→ Your task
Give back every entry below word for word, but leave out the pictures.

→ Input rows
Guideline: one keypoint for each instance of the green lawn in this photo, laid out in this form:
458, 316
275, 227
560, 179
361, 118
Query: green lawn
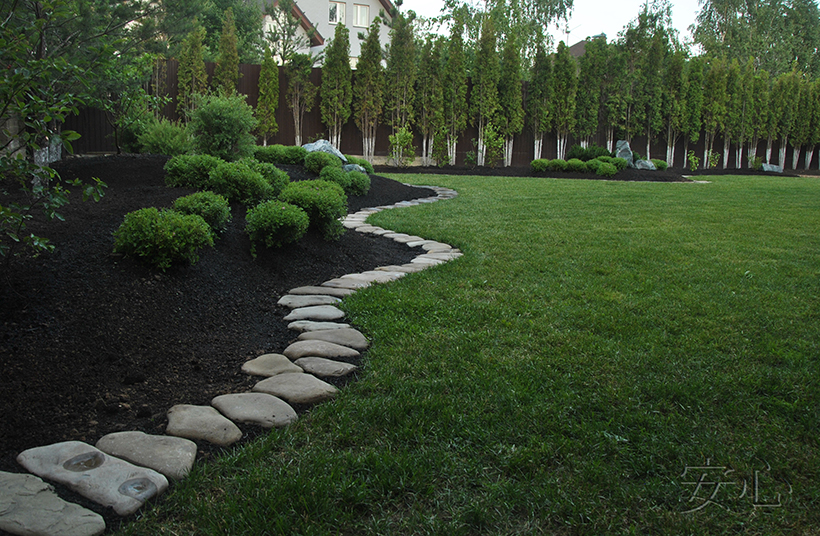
597, 343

→ Task answer
Guideline: one keypoint for each instance of the green lawn in this photo, laid out in this form:
458, 316
275, 227
560, 179
361, 118
Query: green lawn
597, 343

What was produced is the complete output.